Aim 1 -
In the text on downloading a job's output, where must files be kept in order to export them with the integrated output field?
Aim 2 -
Update the job output text from "Downloading the output" to "host your files.", putting "storage server" in place of "file server".
Aim 3 -
Write what comes next in the text on downloading a job's output, picking up after its final line.

Text segment -

— begin —

Downloading the output of a job
At the end of the job
If your image does not contain the necessary tools to upload files on the web, you can add a step which export files.
Exporting to HTTP
We have a file server available at transfer.deepsquare.run where you can temporarily host your files.
steps:
- name: Do work
# ...
- name: Upload
use:
source: github.com/deepsquare-io/workflow-modules/http-upload@v2
args:
# Source path
- key: FILE
value: ${STORAGE_PATH}
# Destination
- key: URL
value: https://transfer.deepsquare.run
See module.yaml to see all the available arguments (inputs
field).
You can also use the integrated output
field to export your files. Note that files must be stored inside the ${DEEPSQUARE_OUTPUT}
directory.
output:
http:
# Source path is $DEEPSQUARE_OUTPUT
# Destination
url: https://transfer.deepsquare.run
steps:
- name: Do work
# ...

— end —

[Stored data]
— begin —

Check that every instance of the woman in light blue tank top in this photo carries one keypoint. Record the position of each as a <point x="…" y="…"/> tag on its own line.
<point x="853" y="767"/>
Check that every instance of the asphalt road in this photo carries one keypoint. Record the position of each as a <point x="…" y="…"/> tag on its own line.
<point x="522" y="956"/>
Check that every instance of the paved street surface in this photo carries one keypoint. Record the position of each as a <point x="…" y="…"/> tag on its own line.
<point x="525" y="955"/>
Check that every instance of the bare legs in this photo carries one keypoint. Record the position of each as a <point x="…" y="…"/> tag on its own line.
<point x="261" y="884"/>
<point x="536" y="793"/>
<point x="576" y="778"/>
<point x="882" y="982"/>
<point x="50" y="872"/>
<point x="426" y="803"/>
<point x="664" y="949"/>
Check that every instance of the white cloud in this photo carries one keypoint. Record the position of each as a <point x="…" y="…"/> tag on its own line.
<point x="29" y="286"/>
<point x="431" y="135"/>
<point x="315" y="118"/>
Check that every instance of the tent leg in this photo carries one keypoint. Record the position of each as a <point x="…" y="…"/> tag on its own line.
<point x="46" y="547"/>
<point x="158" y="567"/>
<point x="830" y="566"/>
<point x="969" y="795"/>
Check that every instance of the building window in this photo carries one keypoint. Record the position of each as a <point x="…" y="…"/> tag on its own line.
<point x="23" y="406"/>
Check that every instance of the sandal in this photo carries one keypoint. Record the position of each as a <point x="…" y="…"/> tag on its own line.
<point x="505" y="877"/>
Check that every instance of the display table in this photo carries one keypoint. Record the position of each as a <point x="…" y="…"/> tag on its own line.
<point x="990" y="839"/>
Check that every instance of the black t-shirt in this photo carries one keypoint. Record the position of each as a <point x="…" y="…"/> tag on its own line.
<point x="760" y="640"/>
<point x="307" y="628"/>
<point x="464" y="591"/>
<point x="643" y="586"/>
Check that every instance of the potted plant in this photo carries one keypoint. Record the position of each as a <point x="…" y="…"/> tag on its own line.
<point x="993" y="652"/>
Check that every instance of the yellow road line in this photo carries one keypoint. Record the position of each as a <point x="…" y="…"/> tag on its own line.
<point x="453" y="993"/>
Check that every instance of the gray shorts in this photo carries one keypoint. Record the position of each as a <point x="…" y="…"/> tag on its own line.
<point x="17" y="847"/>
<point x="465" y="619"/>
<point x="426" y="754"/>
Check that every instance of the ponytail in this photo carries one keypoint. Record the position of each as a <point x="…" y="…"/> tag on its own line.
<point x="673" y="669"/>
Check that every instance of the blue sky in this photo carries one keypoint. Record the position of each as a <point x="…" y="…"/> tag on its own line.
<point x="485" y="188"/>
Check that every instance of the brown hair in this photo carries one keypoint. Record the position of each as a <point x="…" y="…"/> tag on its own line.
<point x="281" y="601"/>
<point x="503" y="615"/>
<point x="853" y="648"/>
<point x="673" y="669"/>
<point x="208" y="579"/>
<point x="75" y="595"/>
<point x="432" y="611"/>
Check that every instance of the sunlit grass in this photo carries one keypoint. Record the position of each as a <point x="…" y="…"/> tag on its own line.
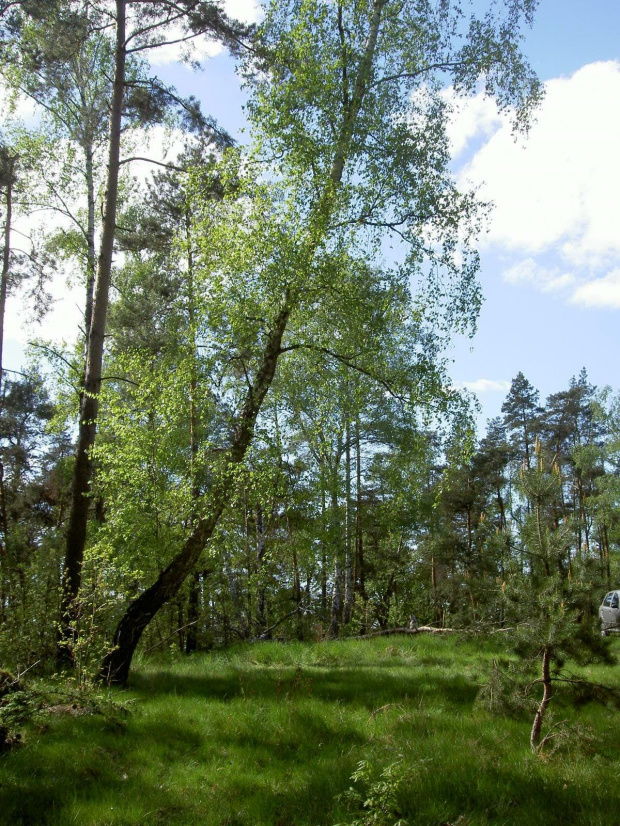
<point x="271" y="734"/>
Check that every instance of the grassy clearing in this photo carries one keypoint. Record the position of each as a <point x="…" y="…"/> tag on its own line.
<point x="271" y="734"/>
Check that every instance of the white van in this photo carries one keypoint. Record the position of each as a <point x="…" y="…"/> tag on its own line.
<point x="609" y="612"/>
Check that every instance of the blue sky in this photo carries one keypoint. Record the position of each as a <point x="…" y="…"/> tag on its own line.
<point x="551" y="262"/>
<point x="551" y="259"/>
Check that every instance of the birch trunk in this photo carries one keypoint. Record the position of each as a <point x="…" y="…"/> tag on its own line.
<point x="89" y="407"/>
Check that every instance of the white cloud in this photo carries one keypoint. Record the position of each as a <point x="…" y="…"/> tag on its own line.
<point x="559" y="188"/>
<point x="600" y="293"/>
<point x="546" y="279"/>
<point x="486" y="386"/>
<point x="471" y="118"/>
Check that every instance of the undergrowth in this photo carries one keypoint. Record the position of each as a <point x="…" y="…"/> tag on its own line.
<point x="380" y="731"/>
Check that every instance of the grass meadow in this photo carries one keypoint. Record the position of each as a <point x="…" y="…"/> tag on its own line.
<point x="273" y="733"/>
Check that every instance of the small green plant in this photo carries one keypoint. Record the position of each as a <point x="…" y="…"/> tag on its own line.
<point x="380" y="803"/>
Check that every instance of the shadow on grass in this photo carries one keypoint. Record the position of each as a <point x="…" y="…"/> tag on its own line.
<point x="361" y="686"/>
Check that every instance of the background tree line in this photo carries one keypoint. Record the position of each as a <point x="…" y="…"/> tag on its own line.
<point x="255" y="433"/>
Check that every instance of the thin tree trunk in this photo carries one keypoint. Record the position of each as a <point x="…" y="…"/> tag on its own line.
<point x="261" y="619"/>
<point x="6" y="255"/>
<point x="348" y="555"/>
<point x="91" y="255"/>
<point x="542" y="708"/>
<point x="89" y="407"/>
<point x="6" y="260"/>
<point x="323" y="554"/>
<point x="116" y="664"/>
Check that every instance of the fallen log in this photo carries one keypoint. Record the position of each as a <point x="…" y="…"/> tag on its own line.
<point x="422" y="629"/>
<point x="430" y="629"/>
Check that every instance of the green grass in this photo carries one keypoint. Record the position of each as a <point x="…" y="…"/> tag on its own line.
<point x="271" y="734"/>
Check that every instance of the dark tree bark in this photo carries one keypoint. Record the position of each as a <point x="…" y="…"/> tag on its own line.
<point x="8" y="175"/>
<point x="115" y="668"/>
<point x="89" y="407"/>
<point x="542" y="708"/>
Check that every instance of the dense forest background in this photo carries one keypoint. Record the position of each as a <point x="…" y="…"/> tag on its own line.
<point x="279" y="451"/>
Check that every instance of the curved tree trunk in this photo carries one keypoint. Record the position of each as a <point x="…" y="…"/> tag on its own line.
<point x="116" y="664"/>
<point x="115" y="667"/>
<point x="89" y="407"/>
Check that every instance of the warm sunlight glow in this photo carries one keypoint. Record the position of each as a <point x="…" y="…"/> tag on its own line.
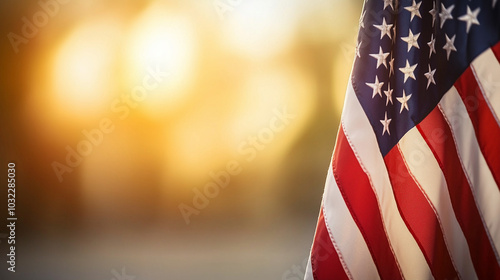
<point x="82" y="76"/>
<point x="262" y="28"/>
<point x="163" y="41"/>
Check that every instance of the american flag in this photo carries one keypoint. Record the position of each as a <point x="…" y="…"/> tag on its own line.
<point x="413" y="188"/>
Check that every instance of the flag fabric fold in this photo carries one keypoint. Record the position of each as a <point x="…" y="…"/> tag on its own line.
<point x="413" y="189"/>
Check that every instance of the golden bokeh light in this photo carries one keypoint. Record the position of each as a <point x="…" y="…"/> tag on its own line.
<point x="253" y="29"/>
<point x="83" y="72"/>
<point x="161" y="40"/>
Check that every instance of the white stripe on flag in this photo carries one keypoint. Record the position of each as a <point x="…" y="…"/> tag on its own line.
<point x="475" y="167"/>
<point x="363" y="140"/>
<point x="354" y="253"/>
<point x="426" y="171"/>
<point x="308" y="275"/>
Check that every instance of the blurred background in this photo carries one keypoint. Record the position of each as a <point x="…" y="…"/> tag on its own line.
<point x="174" y="139"/>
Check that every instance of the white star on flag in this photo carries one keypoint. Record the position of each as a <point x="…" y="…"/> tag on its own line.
<point x="385" y="29"/>
<point x="391" y="66"/>
<point x="414" y="10"/>
<point x="433" y="13"/>
<point x="381" y="57"/>
<point x="445" y="13"/>
<point x="408" y="70"/>
<point x="411" y="40"/>
<point x="388" y="94"/>
<point x="449" y="46"/>
<point x="430" y="76"/>
<point x="388" y="3"/>
<point x="376" y="86"/>
<point x="470" y="18"/>
<point x="432" y="45"/>
<point x="404" y="101"/>
<point x="385" y="122"/>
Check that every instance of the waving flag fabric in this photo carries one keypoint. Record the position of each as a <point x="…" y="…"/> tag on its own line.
<point x="413" y="190"/>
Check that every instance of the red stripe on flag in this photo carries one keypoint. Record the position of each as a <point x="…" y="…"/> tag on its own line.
<point x="485" y="125"/>
<point x="353" y="181"/>
<point x="438" y="136"/>
<point x="496" y="50"/>
<point x="325" y="261"/>
<point x="419" y="216"/>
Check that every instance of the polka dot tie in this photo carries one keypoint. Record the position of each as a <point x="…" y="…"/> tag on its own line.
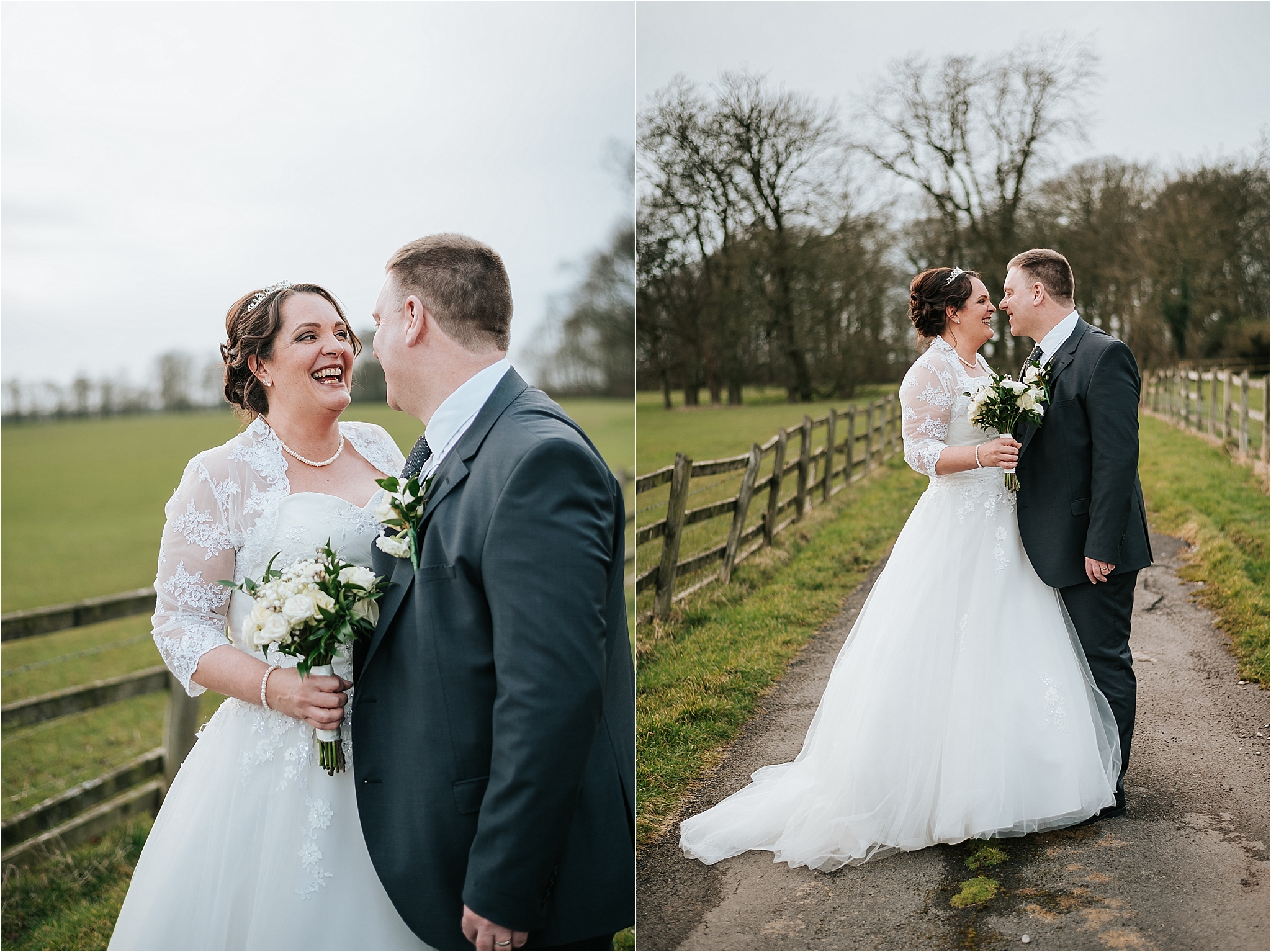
<point x="1034" y="356"/>
<point x="417" y="458"/>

— end —

Expected answer 1 -
Inside the ${DEEPSQUARE_OUTPUT} directory.

Expected answer 2 -
Downloading the output of a job
At the end of the job
If your image does not contain the necessary tools to upload files on the web, you can add a step which export files.
Exporting to HTTP
We have a storage server available at transfer.deepsquare.run where you can temporarily host your files.

Expected answer 3 -
We recommend using the module feature since it is more flexible. The output
method may be deprecated in the future.
Exporting to S3
If you have a S3 API compatible storage, you can also upload to S3 by using the module:
steps:
- name: Do work
# ...
- name: push
use:
source: github.com/deepsquare-io/workflow-modules/s3-sync
args:
- key: SRC
value: '${STORAGE_PATH}/stash'
- key: DEST
value: s3://test
- key: AWS_SECRET_ACCESS_KEY
value: '***'
- key: AWS_ACCESS_KEY_ID
value: EXO***
# S3 server URL (https) used for authentication and API calls.
- key: S3_ENDPOINT_URL
value: https://sos-ch-dk-2.exo.io
Or by using the output
feature. Note that files must be stored inside the ${DEEPSQUARE_OUTPUT}
directory.:
output:
http:
region: ch-dk-21
bucketUrl: s3://test
path: '/'
accessKeyId: EXO***
secretAccessKey: '***'
endpointUrl: https://sos-ch-dk-2.exo.io
steps:
- name: Do work
# ...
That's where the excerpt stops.